-- Information follows --

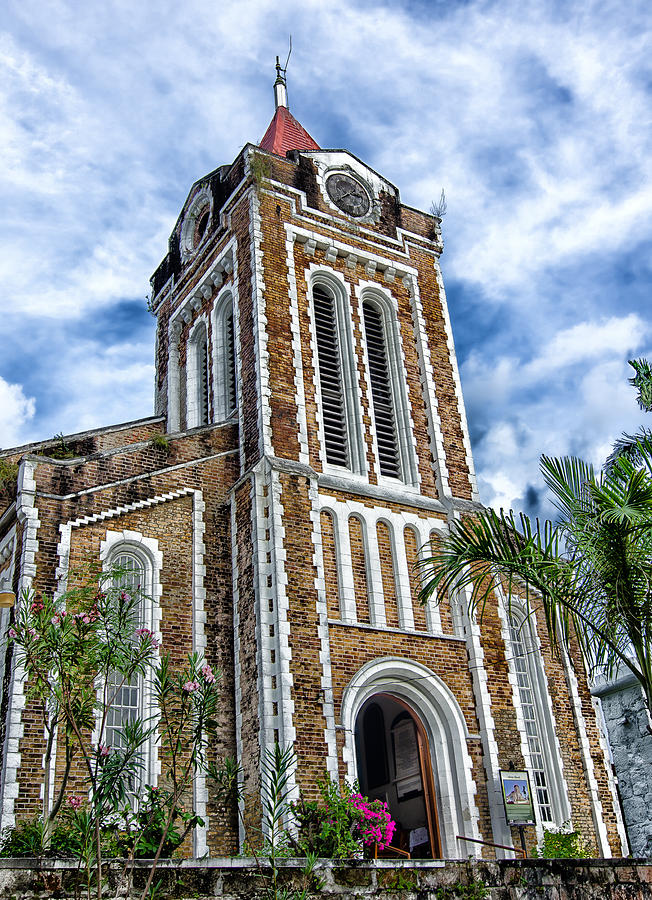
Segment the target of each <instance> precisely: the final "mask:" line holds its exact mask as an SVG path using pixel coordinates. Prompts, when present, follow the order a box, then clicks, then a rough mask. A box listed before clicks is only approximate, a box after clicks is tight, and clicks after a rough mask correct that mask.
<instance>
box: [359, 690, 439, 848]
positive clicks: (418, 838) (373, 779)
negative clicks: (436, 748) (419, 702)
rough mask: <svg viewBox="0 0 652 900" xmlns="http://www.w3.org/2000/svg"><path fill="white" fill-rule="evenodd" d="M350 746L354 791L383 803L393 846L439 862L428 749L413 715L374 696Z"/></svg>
mask: <svg viewBox="0 0 652 900" xmlns="http://www.w3.org/2000/svg"><path fill="white" fill-rule="evenodd" d="M355 744H356V755H357V761H358V776H359V780H360V789H361V791H362V793H363V794H366V795H367V796H368V797H369V798H370V799H373V800H375V799H379V800H384V801H386V803H387V805H388V807H389V810H390V813H391V816H392V818H393V819H394V820H395V822H396V833H395V835H394V838H393V841H392V843H393V845H394V846H396V847H399V848H400V849H401V850H406V851H408V852H409V853H410V854H411V856H413V857H417V858H425V859H428V858H434V859H439V858H441V856H442V852H441V838H440V833H439V822H438V815H437V802H436V797H435V783H434V778H433V772H432V763H431V756H430V747H429V745H428V738H427V735H426V732H425V729H424V727H423V724H422V722H421V720H420V719H419V717H418V716H417V714H416V713H415V712H414V710H413V709H411V707H410V706H408V704H407V703H405V701H403V700H400V699H399V698H398V697H395V696H393V695H392V694H389V693H379V694H374V695H373V696H372V697H370V698H369V699H368V700H367V702H366V703H365V704H364V706H363V707H362V708H361V710H360V712H359V714H358V716H357V719H356V723H355Z"/></svg>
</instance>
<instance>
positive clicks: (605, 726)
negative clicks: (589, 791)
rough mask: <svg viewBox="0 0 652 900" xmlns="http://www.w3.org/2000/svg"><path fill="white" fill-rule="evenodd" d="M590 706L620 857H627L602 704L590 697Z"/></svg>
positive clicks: (620, 816)
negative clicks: (599, 749)
mask: <svg viewBox="0 0 652 900" xmlns="http://www.w3.org/2000/svg"><path fill="white" fill-rule="evenodd" d="M591 704H592V706H593V711H594V713H595V721H596V725H597V731H598V740H599V741H600V749H601V750H602V758H603V759H604V767H605V771H606V773H607V782H608V784H609V792H610V794H611V802H612V804H613V812H614V818H615V819H616V830H617V831H618V838H619V840H620V855H621V856H628V855H629V853H630V847H629V840H628V838H627V829H626V827H625V820H624V819H623V811H622V809H621V806H620V800H619V798H618V788H617V787H616V779H615V776H614V770H613V764H612V761H611V754H610V752H609V743H608V740H609V739H608V737H607V734H608V732H607V723H606V722H605V718H604V711H603V709H602V703H601V702H600V700H599V699H598V698H597V697H594V696H592V697H591Z"/></svg>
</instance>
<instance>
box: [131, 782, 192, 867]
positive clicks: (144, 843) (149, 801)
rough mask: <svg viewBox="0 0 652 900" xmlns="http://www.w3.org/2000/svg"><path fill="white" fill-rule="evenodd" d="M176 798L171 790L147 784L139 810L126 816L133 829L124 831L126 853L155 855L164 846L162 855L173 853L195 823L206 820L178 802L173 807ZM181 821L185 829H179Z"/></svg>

-- Information concluded --

• **What you are asked to do**
Scan the data above for the word "positive". Copy every line in which it is found.

• **Response area**
positive clicks: (418, 838) (373, 779)
positive clicks: (605, 726)
positive clicks: (620, 816)
positive clicks: (144, 843) (149, 801)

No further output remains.